§ Document text:
***

Thursday, July 21, 2016

Discussion of Two

There used to be pamphlets and short books at the Christian bookstores about how CS Lewis, and sometimes JRR Tolkien, weren't Christians.  Now they have websites instead, which I notice never have comments sections. Once in a while a character like that will show up on a Lewis or Tolkien FB page, attempting to argue the same tired points. The difficulty is that they have central ideas* that cannot be dislodged by any counterevidence or discussion. In my few pointless exchanges with them over the years I can report no success.  They cannot hear and there is no place for discussion.  This group has considerable overlap with the KJV-only folks, who present similar difficulties in discussion.

Whenever I have decided I don't like something, in this case a book, I always worry I'm going to be that guy. That's a bit of an overstatement, because I can find something of value even with writers I disagree with strongly.  Yet I do worry that I am too sharply on the lookout for further confirming examples that I was right the first time about this yo-yo, and may miss much. I had started Mistakes Were Made (but not by me) by Carol Tavris and Elliot Aronson and gotten irritated right off by the introduction to the second edition.  They tell on themselves with some candor that they reacted badly to a mostly-positive review that nonetheless took them to task for their political bias, while loving a five-star review that contained no such criticism. They use this example to illustrate what they are exposing in others throughout their book, ruefully noting that we all, even they, are subject to these sorts or biases and inability to see objectively.

At which point they revert immediately to their bias with no correction, so far as I can tell.

I find this infuriating, because this is exactly the point at which a little thought should pop up and go "Huh.  I should make extra-special sure not to do this.  Especially over the next few sentences." I waited long before I went back at the book, and it does have some value, mostly as a handy reference book for the research behind the ideas on bias, self-justification, and memory. But the political bias continues throughout.  It is less blatant than what one encounters in news sources, but I don't know if the subtlety isn't actually more dangerous.

More on that to come, because it did open up a useful train of thought for me. But I put this forward in contrast to Nate Silver's The Signal and The Noise. Silver has far less in the way of academic credentials for such discussions, but he knows how to look at a proposition and ask himself "Have I missed something? Am I seeing what I want to see, or what is real? Have others come to different conclusions?  What were their methods?"

I see on the sidebar that Bethany has just put something up about the book over at her site.  Haven't read it yet.  I hope she's not saying the opposite of what I do here.

Silver's book is more about predictions, why they fail and what can be done to improve them.  There has been enormous improvement in weather prediction, political polling, and the performance of athletes, even though these are all dependent on many interacting variables. Other predictions, such as climate change and the economy, also have improved, but not nearly so much, and we are not much better off on predicting earthquakes than we were fifty years ago.  He writes engagingly and convincingly why this would be so.  I have decided that his explanation and opinion on climate change are the best I have read for acknowledging both that some things are known, while others remain uncertain, and how initial bias on these matters prevents discussion.

***

Entries on locating named things
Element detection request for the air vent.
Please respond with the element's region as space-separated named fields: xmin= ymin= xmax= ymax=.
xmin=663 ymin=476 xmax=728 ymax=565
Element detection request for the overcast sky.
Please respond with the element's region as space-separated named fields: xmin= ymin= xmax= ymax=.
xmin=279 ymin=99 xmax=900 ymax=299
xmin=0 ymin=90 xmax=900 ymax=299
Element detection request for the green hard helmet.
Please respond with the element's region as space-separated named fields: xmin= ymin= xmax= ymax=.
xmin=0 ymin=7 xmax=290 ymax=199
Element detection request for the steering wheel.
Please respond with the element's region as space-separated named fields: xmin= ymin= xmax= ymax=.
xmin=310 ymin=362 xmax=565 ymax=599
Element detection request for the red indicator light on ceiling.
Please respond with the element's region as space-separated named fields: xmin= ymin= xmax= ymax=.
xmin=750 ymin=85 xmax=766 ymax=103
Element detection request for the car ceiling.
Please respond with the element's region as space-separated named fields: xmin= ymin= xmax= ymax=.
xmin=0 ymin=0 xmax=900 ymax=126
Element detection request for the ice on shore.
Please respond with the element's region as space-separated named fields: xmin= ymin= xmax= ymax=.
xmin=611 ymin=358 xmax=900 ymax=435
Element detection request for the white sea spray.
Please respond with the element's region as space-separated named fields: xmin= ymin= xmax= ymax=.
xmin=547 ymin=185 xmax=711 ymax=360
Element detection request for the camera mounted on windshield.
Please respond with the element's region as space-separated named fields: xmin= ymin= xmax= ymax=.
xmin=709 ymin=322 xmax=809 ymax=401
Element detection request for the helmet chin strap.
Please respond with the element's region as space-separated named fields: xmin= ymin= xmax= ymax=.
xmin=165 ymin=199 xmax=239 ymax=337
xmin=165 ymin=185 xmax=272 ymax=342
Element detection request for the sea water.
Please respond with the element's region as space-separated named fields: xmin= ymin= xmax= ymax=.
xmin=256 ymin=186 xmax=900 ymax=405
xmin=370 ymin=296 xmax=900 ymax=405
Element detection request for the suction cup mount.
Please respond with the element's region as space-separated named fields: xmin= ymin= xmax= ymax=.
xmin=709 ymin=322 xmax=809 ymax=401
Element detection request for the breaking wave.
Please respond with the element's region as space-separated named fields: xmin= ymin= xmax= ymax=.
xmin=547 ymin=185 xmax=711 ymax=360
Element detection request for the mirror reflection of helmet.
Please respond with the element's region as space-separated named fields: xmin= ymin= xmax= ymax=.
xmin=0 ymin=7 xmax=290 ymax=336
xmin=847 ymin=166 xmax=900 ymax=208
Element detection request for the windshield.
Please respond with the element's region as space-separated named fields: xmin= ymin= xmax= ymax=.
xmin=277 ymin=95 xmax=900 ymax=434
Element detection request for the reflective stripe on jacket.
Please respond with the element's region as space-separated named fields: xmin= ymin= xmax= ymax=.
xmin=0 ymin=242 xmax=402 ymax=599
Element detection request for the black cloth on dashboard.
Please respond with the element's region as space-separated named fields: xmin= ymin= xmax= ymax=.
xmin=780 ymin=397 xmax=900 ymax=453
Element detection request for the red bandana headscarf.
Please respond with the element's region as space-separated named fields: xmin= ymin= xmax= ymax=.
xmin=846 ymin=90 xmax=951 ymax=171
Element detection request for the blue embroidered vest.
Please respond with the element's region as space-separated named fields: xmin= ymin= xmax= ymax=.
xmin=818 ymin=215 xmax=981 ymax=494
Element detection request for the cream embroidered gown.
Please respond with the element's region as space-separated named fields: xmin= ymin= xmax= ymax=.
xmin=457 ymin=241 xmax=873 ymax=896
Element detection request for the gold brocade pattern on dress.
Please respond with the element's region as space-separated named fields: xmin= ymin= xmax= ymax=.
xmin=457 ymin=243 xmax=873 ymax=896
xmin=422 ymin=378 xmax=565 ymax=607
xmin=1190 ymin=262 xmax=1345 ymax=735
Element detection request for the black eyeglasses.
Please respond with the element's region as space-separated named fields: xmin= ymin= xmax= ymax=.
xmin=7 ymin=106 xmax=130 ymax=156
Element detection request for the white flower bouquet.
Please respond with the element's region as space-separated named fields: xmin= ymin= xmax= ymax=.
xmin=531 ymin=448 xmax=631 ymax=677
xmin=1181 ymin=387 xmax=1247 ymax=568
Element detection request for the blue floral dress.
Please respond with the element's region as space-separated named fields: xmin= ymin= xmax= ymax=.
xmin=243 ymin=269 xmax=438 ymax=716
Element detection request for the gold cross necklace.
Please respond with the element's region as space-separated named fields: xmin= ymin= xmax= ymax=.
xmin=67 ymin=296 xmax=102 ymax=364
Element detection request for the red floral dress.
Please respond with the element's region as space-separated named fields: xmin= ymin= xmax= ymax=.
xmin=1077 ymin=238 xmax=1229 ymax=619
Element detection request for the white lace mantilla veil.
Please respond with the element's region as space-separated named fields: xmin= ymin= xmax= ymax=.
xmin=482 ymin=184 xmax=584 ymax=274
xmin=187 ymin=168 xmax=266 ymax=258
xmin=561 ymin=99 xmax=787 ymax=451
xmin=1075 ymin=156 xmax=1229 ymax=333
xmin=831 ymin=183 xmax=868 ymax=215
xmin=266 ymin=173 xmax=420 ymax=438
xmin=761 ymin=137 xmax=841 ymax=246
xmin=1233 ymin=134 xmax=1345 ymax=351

***

§ Required work:
1/ In the blog post, the introduction to which edition of Mistakes Were Made irritated the writer?
2/ List every area of prediction that the blog post mentions.
3/ From the blog post, quote everything from "There used to" down to "difficulties in discussion.".

§ Task-by-task results:
1/ The second edition.

2/
- Weather prediction
- Political polling
- The performance of athletes
- Climate change
- The economy
- Earthquakes

3/
There used to be pamphlets and short books at the Christian bookstores about how CS Lewis, and sometimes JRR Tolkien, weren't Christians.  Now they have websites instead, which I notice never have comments sections. Once in a while a character like that will show up on a Lewis or Tolkien FB page, attempting to argue the same tired points. The difficulty is that they have central ideas* that cannot be dislodged by any counterevidence or discussion. In my few pointless exchanges with them over the years I can report no success.  They cannot hear and there is no place for discussion.  This group has considerable overlap with the KJV-only folks, who present similar difficulties in discussion.